Jean-Pol Guisset: “In zo’n geval moet de bank laten weten hoeveel agentschappen geviseerd worden, wat de reden voor de herstructurering is, wat de contractuele afspraken over de portefeuille en de uitwinningsvergoedingen zijn, en welke maatregelen worden overwogen om de negatieve gevolgen voor de bankagenten te beperken.”
‘We zijn het Unizo van de financiële tussenpersonen’
BZB-Fedafin telt 2600 leden met een FSMA-nummer. Omdat achter een FSMA-nummer vaak verschillende agenten zitten, vertegenwoordigt de federatie meer dan 4000 zelfstandige financiële tussenpersonen, die op hun beurt zo’n 10.000 tot 12.000 personen in dienst hebben. Vooral de bankagenten zijn goed vertegenwoordigd. Naar schatting drie kwart van de Belgische bankagenten zijn aangesloten en iets minder dan 30 procent van de verzekeringstussenpersonen.
“De roots van BZB en van Fedafin liggen bij de zelfstandige bankagenten”, zeggen Albert Verlinden en Jean-Pol Guisset. “Maar vandaag cumuleert nagenoeg elke bankagent dat met verzekeringen en/of kredieten. Daarom hebben we ons enkele jaren geleden geherprofileerd tot de beroepsvereniging voor financiële tussenpersonen in bank én verzekeringen. Met de fusie willen we ons domein uitbreiden tot alle zelfstandige bemiddelaars in bank- en beleggingsdiensten, verzekeringen en kredieten.”

++++++++++

OPDRACHT: Hoeveel leden met een FSMA-nummer telt BZB-Fedafin volgens het tekstfragment?

VERZAMELD MATERIAAL:
++++++++++

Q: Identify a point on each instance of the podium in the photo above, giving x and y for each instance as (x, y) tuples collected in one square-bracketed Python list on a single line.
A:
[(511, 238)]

++++++++++

RESULTAAT OEFENING: BZB-Fedafin telt 2600 leden met een FSMA-nummer.